*Data listing*
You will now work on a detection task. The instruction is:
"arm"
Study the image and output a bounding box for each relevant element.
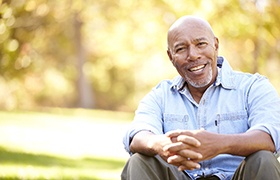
[130,130,202,166]
[130,130,164,156]
[165,129,275,170]
[222,130,275,156]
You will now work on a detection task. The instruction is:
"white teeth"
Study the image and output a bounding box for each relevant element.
[190,65,205,72]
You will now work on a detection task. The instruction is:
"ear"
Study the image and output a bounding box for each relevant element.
[167,49,173,63]
[214,37,219,51]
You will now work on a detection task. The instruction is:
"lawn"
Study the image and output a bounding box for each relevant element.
[1,109,279,179]
[0,109,132,179]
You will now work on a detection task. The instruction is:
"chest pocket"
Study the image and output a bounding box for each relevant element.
[216,111,248,134]
[163,114,189,133]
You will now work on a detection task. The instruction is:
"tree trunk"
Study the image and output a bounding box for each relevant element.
[74,12,95,109]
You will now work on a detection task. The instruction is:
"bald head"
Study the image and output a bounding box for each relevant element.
[167,16,216,49]
[168,16,213,33]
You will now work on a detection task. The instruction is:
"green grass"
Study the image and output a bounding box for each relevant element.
[0,146,125,179]
[0,109,132,180]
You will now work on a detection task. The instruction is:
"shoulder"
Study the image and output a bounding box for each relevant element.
[219,57,268,89]
[233,71,268,87]
[232,71,279,103]
[153,76,183,91]
[141,76,183,103]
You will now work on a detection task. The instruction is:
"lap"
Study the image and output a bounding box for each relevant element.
[122,151,280,180]
[232,150,280,180]
[121,153,191,180]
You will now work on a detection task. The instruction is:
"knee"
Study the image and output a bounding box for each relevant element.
[129,153,148,163]
[247,150,275,163]
[246,150,277,169]
[128,153,156,167]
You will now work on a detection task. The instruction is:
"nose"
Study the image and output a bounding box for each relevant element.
[187,45,200,61]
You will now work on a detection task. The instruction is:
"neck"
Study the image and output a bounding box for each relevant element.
[187,84,209,103]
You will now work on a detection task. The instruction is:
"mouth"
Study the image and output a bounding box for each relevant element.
[188,64,206,72]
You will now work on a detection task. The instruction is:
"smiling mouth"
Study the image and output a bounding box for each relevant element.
[189,64,206,72]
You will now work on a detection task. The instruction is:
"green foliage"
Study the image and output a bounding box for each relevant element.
[0,0,280,111]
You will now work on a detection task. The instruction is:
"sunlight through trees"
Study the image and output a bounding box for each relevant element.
[0,0,279,111]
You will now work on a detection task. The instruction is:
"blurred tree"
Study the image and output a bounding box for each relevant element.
[74,11,94,109]
[208,0,280,75]
[0,0,94,109]
[0,0,279,111]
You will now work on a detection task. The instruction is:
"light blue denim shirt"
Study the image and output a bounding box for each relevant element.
[123,57,280,180]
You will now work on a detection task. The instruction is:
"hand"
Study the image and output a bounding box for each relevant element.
[146,134,176,162]
[130,131,176,161]
[164,129,222,170]
[163,130,203,170]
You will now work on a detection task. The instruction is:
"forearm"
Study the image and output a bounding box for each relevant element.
[221,130,275,156]
[129,131,158,156]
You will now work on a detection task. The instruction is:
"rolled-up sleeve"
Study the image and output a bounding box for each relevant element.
[123,84,165,154]
[246,75,280,152]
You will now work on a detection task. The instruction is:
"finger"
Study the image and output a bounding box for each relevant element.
[171,136,177,143]
[167,155,201,171]
[178,149,203,160]
[163,139,200,153]
[167,149,202,163]
[178,161,201,171]
[165,130,185,138]
[177,135,201,147]
[167,154,185,164]
[163,141,186,152]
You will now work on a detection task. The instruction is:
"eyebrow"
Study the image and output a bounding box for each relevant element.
[174,43,185,50]
[174,37,208,48]
[192,37,208,43]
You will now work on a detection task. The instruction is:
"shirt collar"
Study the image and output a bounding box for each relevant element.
[216,56,236,89]
[171,56,236,91]
[171,75,186,91]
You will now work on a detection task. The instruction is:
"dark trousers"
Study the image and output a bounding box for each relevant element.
[121,150,280,180]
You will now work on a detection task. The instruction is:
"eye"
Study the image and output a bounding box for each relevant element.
[175,46,186,53]
[197,42,208,47]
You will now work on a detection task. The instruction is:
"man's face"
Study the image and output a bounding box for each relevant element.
[168,22,219,89]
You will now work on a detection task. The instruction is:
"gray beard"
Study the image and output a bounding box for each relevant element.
[185,66,213,88]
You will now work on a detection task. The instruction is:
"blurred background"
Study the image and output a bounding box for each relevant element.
[0,0,279,179]
[1,0,280,112]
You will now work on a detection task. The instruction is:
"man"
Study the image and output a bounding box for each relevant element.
[121,15,280,180]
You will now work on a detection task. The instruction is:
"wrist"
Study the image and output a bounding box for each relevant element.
[215,134,232,154]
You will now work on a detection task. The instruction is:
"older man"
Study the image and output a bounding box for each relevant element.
[121,15,280,180]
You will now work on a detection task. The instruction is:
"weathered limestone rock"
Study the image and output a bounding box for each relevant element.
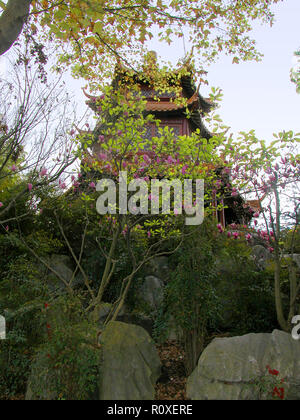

*What needs to be done*
Write out each line again, exactly as it appears above, except for any picture.

*Problem solution*
You will now work on a detection task. The instruction is:
"arm"
Study the image and output a bounding box for each relevant element.
[130,130,202,166]
[130,130,164,156]
[165,129,275,170]
[222,130,275,156]
You will now work on a detection task. The instruction is:
"white teeth"
Study the image and output a bounding box for each relevant element.
[190,65,205,72]
You will now work on a detection task. The instruction is:
"ear"
Study the image and output a bounding box for each relevant element.
[167,49,173,63]
[214,37,219,51]
You will now work on a detection task. The instruction is:
"lawn"
Study the image and output a bounding box for each relevant element.
[1,109,279,179]
[0,109,132,179]
You will now work on a detection task. The instruction is:
"chest pocket"
Study the image and output a bounding box for each relevant element.
[216,111,248,134]
[163,114,189,133]
You will now work on a detection task. The instruction is:
"tree trunk"
Study the image and output a bounding box for each relevant element.
[74,12,95,109]
You will now work on a detection task. The instruction is:
"bald head"
Study the image and output a bounding box for each relevant element.
[167,16,216,49]
[168,16,213,33]
You will now work on a detection task. The instruction is:
"green grass"
Study the image and output a bounding box for each relevant element.
[0,146,125,179]
[0,109,132,180]
You will now work on a detection task. The instruction is:
"shoulder"
Study the image and output a bounding box for each relevant element.
[219,57,268,89]
[233,71,268,87]
[232,71,279,103]
[153,76,183,91]
[141,76,183,103]
You will now work on a detection task. The instruction is:
"lap"
Study the image and output a bounding box for each relevant element.
[122,151,280,180]
[232,150,280,180]
[121,153,191,180]
You will now work on a detection task. The instruction is:
"knee"
Study the image and output a bounding box for each relevant element.
[129,153,148,163]
[247,150,275,163]
[246,150,277,169]
[128,153,156,167]
You will now work on a detection task. The instruction is:
"nose"
Study the image and output a bounding box for each relevant element.
[187,45,200,61]
You will now work on a detection task. The instruction is:
"neck"
Study the image and output a bounding box for each relevant element.
[187,84,209,103]
You will now work on a detection task. The instruction is:
"mouth"
Study the image and output a bounding box for each relevant element.
[188,64,206,72]
You will now work on a detection task. The instruction is:
"smiling mouth"
Study the image and output a bounding box for each relevant element.
[189,64,206,72]
You will now work on a detection task. The instruction is:
"green foliage"
Study the image and output a bounding box for each relevant element.
[0,0,280,111]
You will now work on a detection task. The instruction is:
"sunlight through trees"
Study the image and output a bounding box for each relevant element.
[0,0,279,111]
You will now work on a detection task. The instruction is:
"blurred tree"
Study the image and output a bounding box for each relevant element.
[74,11,94,109]
[208,0,280,75]
[0,0,94,109]
[0,0,279,111]
You will now work on a detection task. The instruction is:
"light blue denim shirt"
Study the image and output a bounding box for each relevant element.
[123,57,280,180]
You will now work on a detection task. The instruction is:
"hand"
Study the image and output a bounding box for each relevant element.
[146,134,176,162]
[130,131,176,161]
[164,129,222,170]
[163,130,203,170]
You will now work on a detection task. The instruction is:
"forearm"
Study the image and output a bounding box for each relevant element.
[221,130,275,156]
[129,131,158,156]
You will now work on a detection task. The instruction is:
"rolled-up sleeve"
Study the image and output a bounding box for each relevant element.
[123,84,165,154]
[246,75,280,152]
You will now work on a detection task. The instruction is:
"finger"
Study the image and output a bounding box for each relevant element.
[171,136,177,143]
[167,155,201,171]
[178,149,203,160]
[163,139,200,153]
[167,149,202,163]
[178,161,201,171]
[165,130,185,138]
[177,135,201,147]
[167,154,185,164]
[163,141,186,152]
You will now work on a detection task. The instruction is:
"eyebrow"
Study the image and output a bounding box for each relevant element.
[174,43,185,50]
[174,37,208,48]
[192,37,208,43]
You will now work on a detection task. The instruction is:
"shirt collar"
Study the image and output a bounding box for each relevant element.
[216,56,236,89]
[171,56,236,91]
[171,75,186,91]
You will now work on a detection task. The instruction is:
"dark trousers"
Study the image and output a bounding box for each relevant element.
[121,150,280,180]
You will now work on a detection task. The instruction is:
"eye"
Study the image and output a bounding box for each relevant element.
[175,46,186,53]
[197,42,208,47]
You will now work on a detection task. The instruction is:
"man's face"
Study the image and output a bounding box for each relevant element.
[168,22,219,89]
You will now work on a detection task. The instruction is:
"gray beard"
Study the image and output a bounding box for each relevant element.
[185,66,213,88]
You will now work on a detection task. The instruction is:
"blurred background"
Study the image and output a bounding box for each relevant element.
[0,0,279,179]
[1,0,280,112]
You will now work on a detection task. The instruction is:
"man"
Study the image and output a bounding box for each relevant element.
[121,15,280,180]
You will now work on a detection task. The instruction is:
"wrist"
Study the image and output a bounding box for each relevant element.
[215,134,232,154]
You will now work on a detection task. The instruction is:
"older man"
Study the image and output a bounding box for each relevant element.
[121,15,280,180]
You will now work on a detection task. The instruction is:
"weathered limestone rock"
Study the image and output a bounding box for each relevant element.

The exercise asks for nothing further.